**Saved entries**

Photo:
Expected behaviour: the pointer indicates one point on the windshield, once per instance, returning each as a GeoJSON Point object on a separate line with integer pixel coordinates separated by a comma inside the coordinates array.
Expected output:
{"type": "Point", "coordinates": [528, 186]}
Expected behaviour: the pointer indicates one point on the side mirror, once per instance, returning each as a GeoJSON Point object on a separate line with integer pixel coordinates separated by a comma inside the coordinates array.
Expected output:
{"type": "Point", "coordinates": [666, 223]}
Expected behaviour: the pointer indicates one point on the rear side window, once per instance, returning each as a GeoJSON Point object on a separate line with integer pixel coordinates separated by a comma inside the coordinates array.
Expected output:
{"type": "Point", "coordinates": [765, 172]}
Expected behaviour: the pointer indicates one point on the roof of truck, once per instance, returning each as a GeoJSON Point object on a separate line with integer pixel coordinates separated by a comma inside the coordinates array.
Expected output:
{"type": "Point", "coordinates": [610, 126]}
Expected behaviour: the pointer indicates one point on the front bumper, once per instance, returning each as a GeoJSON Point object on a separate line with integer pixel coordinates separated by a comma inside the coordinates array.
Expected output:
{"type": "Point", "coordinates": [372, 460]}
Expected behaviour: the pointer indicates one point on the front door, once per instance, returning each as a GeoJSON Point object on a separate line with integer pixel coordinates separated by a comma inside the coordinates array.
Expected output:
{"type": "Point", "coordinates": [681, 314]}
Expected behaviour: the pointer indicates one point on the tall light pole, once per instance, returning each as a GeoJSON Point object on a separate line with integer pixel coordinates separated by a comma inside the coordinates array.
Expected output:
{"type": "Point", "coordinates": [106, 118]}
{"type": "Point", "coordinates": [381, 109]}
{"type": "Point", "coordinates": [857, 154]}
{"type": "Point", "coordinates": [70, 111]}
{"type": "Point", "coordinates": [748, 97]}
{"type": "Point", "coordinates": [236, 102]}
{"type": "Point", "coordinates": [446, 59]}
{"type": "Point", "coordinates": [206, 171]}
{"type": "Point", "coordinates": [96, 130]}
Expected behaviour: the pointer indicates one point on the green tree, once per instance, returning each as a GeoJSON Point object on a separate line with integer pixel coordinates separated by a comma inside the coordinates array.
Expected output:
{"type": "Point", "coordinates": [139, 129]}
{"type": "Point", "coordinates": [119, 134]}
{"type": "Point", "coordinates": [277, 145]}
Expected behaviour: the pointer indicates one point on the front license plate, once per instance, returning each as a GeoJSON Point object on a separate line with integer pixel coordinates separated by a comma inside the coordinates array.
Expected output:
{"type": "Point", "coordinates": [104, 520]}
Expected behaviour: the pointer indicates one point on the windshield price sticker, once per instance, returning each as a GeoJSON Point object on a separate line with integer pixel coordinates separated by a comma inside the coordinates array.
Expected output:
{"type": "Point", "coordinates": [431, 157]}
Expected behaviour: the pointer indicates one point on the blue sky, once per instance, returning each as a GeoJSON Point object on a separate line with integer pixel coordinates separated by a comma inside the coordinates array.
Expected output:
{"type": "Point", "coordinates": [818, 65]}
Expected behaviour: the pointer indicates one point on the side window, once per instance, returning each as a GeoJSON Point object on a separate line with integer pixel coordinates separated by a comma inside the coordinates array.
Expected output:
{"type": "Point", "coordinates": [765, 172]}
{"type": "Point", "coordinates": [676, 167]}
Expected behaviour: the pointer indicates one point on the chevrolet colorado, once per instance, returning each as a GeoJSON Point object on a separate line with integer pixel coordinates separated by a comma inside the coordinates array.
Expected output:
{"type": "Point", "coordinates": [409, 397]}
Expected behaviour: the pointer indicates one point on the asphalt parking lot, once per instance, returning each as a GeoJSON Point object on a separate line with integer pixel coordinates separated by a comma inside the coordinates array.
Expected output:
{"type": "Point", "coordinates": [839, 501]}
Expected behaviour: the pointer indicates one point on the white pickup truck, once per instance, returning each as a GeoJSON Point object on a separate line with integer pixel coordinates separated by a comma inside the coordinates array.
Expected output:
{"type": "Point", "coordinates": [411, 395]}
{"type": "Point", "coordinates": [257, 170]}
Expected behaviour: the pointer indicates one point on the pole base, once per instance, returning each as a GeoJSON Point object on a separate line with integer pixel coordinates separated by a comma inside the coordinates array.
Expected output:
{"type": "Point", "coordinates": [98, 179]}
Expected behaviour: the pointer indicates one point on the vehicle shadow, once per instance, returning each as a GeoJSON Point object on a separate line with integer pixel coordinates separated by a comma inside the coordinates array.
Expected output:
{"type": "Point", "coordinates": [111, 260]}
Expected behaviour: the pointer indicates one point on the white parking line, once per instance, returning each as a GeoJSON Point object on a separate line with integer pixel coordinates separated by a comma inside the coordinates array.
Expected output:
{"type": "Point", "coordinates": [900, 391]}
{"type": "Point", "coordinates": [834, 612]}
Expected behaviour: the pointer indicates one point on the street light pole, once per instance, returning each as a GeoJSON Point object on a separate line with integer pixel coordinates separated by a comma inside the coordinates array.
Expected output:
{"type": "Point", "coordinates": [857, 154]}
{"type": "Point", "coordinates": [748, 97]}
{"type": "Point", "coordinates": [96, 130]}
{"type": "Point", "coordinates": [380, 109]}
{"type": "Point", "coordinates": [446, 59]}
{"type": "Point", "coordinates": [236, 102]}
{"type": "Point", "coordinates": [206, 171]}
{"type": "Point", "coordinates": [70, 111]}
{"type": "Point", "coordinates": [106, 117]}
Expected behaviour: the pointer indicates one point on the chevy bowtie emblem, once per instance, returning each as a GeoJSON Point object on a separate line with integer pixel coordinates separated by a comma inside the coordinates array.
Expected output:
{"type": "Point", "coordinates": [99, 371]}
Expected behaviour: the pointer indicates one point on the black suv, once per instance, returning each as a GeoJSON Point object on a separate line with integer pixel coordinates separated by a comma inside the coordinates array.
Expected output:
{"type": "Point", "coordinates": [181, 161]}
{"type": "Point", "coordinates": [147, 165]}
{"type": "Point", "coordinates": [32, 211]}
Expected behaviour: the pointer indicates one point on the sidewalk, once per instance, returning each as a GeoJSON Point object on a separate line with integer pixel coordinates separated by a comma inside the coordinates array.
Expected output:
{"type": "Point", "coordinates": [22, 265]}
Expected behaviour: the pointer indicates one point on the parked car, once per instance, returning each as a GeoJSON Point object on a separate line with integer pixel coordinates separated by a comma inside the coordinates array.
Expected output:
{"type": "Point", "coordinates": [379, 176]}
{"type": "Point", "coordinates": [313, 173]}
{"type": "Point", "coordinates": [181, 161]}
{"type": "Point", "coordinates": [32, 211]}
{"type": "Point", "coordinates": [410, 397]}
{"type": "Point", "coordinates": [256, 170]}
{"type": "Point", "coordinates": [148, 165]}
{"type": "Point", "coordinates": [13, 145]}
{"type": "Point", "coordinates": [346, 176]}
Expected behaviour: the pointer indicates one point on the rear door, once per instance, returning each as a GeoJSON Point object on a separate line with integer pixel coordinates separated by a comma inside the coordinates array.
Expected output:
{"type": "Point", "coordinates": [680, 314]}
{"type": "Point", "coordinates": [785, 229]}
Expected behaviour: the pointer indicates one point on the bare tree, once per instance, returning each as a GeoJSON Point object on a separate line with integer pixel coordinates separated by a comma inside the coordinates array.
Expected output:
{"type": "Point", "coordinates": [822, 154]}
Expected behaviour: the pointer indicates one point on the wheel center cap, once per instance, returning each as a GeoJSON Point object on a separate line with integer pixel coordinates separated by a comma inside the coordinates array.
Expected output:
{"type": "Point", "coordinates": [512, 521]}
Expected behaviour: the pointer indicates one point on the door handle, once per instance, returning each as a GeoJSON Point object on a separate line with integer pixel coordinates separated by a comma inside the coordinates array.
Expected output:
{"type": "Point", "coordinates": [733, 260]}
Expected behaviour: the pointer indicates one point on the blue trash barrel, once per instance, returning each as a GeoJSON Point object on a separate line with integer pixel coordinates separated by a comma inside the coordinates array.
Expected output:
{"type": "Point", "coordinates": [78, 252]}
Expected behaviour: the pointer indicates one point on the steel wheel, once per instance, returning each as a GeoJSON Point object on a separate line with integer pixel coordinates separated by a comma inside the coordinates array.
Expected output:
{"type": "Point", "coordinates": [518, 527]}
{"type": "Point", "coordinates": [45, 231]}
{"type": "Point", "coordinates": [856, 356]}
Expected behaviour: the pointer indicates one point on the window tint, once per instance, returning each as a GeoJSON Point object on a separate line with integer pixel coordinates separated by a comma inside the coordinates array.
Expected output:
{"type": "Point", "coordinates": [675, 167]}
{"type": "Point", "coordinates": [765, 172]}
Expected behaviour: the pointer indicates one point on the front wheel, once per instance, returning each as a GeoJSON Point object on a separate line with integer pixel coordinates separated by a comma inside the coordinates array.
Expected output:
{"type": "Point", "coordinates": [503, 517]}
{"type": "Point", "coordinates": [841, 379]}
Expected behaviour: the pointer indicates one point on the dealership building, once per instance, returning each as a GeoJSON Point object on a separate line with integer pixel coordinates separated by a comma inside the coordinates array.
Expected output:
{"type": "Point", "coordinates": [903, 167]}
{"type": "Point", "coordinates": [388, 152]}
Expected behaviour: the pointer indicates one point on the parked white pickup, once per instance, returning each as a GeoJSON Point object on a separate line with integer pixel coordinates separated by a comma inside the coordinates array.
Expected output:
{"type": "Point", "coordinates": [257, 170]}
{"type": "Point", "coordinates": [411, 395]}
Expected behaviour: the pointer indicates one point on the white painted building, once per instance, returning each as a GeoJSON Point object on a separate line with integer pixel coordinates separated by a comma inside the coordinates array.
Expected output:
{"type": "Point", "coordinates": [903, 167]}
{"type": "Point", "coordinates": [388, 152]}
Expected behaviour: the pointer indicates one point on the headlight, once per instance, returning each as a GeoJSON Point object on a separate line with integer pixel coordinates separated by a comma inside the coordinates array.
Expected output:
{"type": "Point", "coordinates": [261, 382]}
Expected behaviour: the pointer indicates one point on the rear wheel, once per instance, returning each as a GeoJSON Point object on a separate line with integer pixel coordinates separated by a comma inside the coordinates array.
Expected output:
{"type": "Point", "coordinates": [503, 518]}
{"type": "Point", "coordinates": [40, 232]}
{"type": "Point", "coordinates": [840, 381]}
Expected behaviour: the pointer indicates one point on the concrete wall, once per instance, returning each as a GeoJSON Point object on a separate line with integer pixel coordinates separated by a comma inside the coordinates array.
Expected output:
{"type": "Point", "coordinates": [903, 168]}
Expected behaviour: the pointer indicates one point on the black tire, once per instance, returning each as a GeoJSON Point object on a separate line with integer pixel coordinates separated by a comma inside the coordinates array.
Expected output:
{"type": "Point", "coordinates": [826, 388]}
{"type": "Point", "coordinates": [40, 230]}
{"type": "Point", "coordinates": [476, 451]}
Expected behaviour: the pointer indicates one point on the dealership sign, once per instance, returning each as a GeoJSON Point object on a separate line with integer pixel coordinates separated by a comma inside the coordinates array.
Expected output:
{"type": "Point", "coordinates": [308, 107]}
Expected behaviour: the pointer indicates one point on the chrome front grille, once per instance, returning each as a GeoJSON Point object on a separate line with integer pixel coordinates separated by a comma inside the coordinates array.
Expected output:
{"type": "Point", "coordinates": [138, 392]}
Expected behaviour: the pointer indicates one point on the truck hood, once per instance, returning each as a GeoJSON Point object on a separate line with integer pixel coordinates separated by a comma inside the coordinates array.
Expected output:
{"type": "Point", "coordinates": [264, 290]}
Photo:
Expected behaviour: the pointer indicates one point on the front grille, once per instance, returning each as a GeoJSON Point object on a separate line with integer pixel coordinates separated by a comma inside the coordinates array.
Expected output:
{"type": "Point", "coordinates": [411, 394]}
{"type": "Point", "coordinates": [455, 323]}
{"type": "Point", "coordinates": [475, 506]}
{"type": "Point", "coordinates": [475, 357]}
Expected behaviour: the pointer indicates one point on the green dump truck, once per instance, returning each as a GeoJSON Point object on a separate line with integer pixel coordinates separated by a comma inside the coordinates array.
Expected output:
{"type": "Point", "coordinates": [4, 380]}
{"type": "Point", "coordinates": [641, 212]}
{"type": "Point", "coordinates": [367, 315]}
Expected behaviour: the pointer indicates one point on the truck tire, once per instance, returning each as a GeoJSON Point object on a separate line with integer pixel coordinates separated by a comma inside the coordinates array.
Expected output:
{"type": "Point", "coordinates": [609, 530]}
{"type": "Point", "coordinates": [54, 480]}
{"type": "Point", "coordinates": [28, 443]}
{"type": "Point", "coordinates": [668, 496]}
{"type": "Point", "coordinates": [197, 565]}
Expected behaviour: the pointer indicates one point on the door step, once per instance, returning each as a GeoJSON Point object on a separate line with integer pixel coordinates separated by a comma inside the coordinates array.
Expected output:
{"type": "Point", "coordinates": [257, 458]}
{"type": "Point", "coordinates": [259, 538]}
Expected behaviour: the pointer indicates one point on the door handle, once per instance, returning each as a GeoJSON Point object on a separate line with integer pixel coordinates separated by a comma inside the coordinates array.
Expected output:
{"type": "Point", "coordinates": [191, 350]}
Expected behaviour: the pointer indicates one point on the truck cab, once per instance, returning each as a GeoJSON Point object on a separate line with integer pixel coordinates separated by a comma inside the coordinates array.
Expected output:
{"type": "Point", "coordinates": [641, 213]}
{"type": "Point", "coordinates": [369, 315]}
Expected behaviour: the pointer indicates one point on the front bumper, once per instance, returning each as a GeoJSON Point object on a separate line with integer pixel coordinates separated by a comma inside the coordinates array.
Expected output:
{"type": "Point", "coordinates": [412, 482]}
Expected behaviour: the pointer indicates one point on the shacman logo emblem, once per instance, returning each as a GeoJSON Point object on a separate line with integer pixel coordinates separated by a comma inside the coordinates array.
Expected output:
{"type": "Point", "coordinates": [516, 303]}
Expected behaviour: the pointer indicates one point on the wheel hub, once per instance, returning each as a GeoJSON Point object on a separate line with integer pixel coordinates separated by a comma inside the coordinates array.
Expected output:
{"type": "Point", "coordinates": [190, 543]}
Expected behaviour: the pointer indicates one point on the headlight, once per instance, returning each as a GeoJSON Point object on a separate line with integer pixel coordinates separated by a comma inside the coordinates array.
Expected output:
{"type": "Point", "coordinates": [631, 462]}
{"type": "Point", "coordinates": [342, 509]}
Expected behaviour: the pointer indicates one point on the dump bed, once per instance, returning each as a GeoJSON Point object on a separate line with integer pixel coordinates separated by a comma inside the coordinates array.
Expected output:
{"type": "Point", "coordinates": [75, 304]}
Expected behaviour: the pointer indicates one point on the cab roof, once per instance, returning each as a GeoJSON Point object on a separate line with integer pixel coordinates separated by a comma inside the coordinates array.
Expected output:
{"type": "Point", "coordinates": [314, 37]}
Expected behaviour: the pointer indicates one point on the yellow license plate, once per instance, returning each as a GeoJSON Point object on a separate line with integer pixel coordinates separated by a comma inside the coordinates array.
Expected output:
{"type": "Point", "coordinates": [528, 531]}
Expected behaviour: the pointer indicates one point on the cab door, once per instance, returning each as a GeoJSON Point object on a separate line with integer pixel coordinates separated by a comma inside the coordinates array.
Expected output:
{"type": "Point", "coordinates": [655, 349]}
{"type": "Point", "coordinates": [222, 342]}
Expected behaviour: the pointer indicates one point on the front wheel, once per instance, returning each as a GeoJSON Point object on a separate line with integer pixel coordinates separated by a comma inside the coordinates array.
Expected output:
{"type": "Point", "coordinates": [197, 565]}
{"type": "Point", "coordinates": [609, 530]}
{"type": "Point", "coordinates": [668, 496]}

**Exercise description**
Search the entries for "front" and copy each matching line.

**Expected output**
Expected behaviour: the pointer indicates one point on the front bumper, once per instance, returning each as a GeoJSON Point object on a separate line with integer pixel coordinates separated by a comma inside the coordinates array.
Expected behaviour: the pointer indicates one point on the front door, once per instance, returning each as a GeoJSON Point object on a separate line with integer pixel coordinates separated by a comma inside the coordinates array.
Expected behaviour: the pointer indicates one point on the front license plate, once per instance, returning each as a GeoJSON Point object on a separate line with integer pixel coordinates separated by a comma inside the coordinates array.
Expected behaviour: the pointer indicates one point on the front wheel, once per instance, returning each as a GeoJSON Point object on a separate line with integer pixel coordinates separated by a comma inside the coordinates array.
Expected behaviour: the pointer indicates one point on the chrome front grille, once per instance, returning each as a GeoJSON Point object on a separate line with integer pixel coordinates separated by a comma inside the coordinates array.
Expected behaviour: the pointer indicates one point on the front grille, once per instance, returning each as a GeoJSON Point object on a separate line with integer pixel coordinates separated by a comma inside the coordinates array.
Expected behaviour: the pointer indicates one point on the front bumper, once per instance, returning each as a GeoJSON Point object on a separate line with integer pixel coordinates separated by a comma inside the coordinates array.
Expected behaviour: the pointer indicates one point on the front wheel, once per instance, returning each as a GeoJSON Point object on a separate line with integer pixel coordinates separated by a comma inside the coordinates array.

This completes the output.